### Текстовый раздел

Например, развитие науки и техники привело к идее самолета. Каждый инженер, конструирующий отдельные узлы самолета, рабочий, который их изготовляет, знают, что в их работе важна предельная точность и тщательность, что от ее надежности зависит, быть может, даже жизнь многих людей. Поэтому они испытывают чувство гордости от сознания хорошо исполненной работы и радуются вместе с нами, когда видят, что в самолете определенная техническая цель достигнута точно рассчитанными средствами. Красота, гласит уже не раз цитированное античное определение, есть правильное согласование частей друг с другом и с целым — и хороший самолет должен удовлетворять этому требованию.

Однако, говоря о развертывании прекрасной первоструктуры, об этических ценностях и требованиях, открывающихся впоследствии, в процессе исторического развития, мы еще не ответили на ранее поставленный вопрос: что же просвечивает в этих структурах, что позволяет распознавать великую взаимосвязь еще до того, как она рационально понята во всех деталях? Мы тут с самого начала должны допустить, что и такое познание может оказаться обманчивым. Но что непосредственное познание существует, что существует тот испуг перед прекрасным, о котором

277

говорит Платон в “Федре”, — здесь, по-видимому, не может быть никаких сомнений.

### Указания
(a) Верните дословно отрывок из фрагмента о красоте от "Однако, говоря о" до "быть никаких сомнений.".
(b) Ответьте на вопросы по фрагменту о красоте:
(i) К какой идее привело развитие науки и техники?
(ii) Как античное определение описывает красоту?
(iii) В каком произведении Платон говорит об испуге перед прекрасным?
Записи здесь никак не используются.

### Исходные записи
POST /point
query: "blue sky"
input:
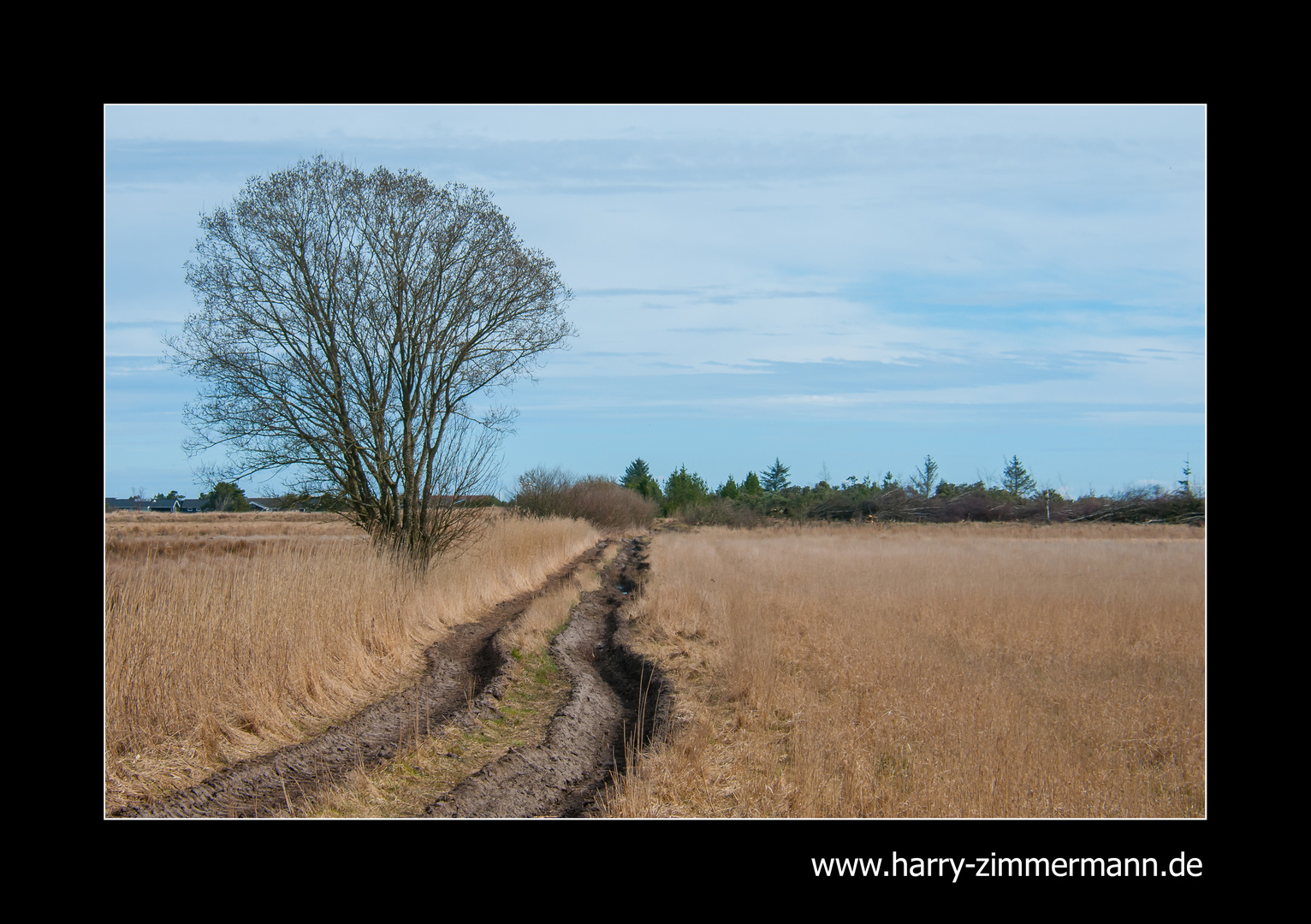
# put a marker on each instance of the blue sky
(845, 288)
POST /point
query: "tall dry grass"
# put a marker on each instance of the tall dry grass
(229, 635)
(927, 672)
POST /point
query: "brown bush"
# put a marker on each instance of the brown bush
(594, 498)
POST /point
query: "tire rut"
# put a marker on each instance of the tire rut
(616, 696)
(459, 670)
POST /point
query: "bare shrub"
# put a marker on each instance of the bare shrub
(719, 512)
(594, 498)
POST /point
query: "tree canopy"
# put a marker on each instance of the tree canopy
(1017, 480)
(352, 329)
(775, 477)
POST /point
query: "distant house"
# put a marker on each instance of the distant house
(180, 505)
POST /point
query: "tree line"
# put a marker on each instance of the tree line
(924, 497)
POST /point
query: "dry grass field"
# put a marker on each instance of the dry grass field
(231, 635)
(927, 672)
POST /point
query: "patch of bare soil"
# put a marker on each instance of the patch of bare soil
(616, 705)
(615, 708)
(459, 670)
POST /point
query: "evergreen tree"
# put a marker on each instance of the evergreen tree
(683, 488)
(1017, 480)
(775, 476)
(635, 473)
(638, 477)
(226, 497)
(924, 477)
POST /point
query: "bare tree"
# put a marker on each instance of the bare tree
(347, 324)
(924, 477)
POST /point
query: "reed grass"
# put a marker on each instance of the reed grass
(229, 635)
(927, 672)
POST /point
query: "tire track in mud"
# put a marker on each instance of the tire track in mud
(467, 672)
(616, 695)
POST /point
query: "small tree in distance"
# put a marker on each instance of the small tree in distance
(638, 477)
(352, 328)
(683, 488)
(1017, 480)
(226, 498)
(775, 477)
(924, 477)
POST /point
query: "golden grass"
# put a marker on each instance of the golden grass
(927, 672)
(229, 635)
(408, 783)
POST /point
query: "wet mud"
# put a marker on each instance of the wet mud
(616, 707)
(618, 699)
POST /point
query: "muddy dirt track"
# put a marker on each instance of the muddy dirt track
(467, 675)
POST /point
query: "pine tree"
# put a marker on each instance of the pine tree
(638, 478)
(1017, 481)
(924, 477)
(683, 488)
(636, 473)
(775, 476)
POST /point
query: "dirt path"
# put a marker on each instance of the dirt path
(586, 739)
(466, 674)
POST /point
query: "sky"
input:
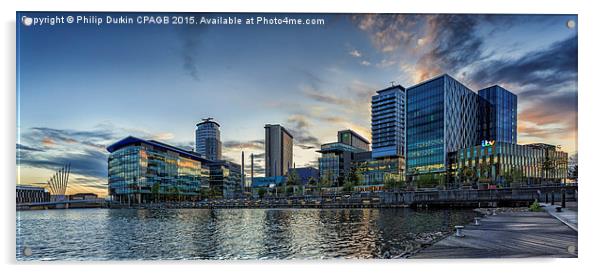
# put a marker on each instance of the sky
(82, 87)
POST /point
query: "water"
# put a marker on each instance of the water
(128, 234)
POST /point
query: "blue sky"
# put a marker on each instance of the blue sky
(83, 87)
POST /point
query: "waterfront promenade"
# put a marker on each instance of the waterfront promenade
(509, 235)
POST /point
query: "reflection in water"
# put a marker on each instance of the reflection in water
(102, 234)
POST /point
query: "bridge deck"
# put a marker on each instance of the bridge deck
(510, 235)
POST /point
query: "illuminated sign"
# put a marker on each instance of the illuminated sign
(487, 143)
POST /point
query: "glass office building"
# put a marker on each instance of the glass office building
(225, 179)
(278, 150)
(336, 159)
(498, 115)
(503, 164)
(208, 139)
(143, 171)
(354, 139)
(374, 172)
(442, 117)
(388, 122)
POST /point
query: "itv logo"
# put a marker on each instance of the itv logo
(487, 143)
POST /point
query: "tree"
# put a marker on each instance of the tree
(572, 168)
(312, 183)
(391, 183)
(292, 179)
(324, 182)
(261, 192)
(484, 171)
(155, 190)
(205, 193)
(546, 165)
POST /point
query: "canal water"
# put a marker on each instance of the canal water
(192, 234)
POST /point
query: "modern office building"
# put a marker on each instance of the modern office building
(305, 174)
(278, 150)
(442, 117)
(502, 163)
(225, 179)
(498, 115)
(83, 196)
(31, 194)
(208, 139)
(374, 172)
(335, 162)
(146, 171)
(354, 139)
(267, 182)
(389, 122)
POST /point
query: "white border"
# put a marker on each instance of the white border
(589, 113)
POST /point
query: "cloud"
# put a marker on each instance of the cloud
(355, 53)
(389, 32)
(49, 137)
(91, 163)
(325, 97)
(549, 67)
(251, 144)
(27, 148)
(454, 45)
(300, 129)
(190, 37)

### Ответы
(a)
Однако, говоря о развертывании прекрасной первоструктуры, об этических ценностях и требованиях, открывающихся впоследствии, в процессе исторического развития, мы еще не ответили на ранее поставленный вопрос: что же просвечивает в этих структурах, что позволяет распознавать великую взаимосвязь еще до того, как она рационально понята во всех деталях? Мы тут с самого начала должны допустить, что и такое познание может оказаться обманчивым. Но что непосредственное познание существует, что существует тот испуг перед прекрасным, о котором

277

говорит Платон в “Федре”, — здесь, по-видимому, не может быть никаких сомнений.

(b)
(i) К идее самолета.
(ii) Как правильное согласование частей друг с другом и с целым.
(iii) В «Федре».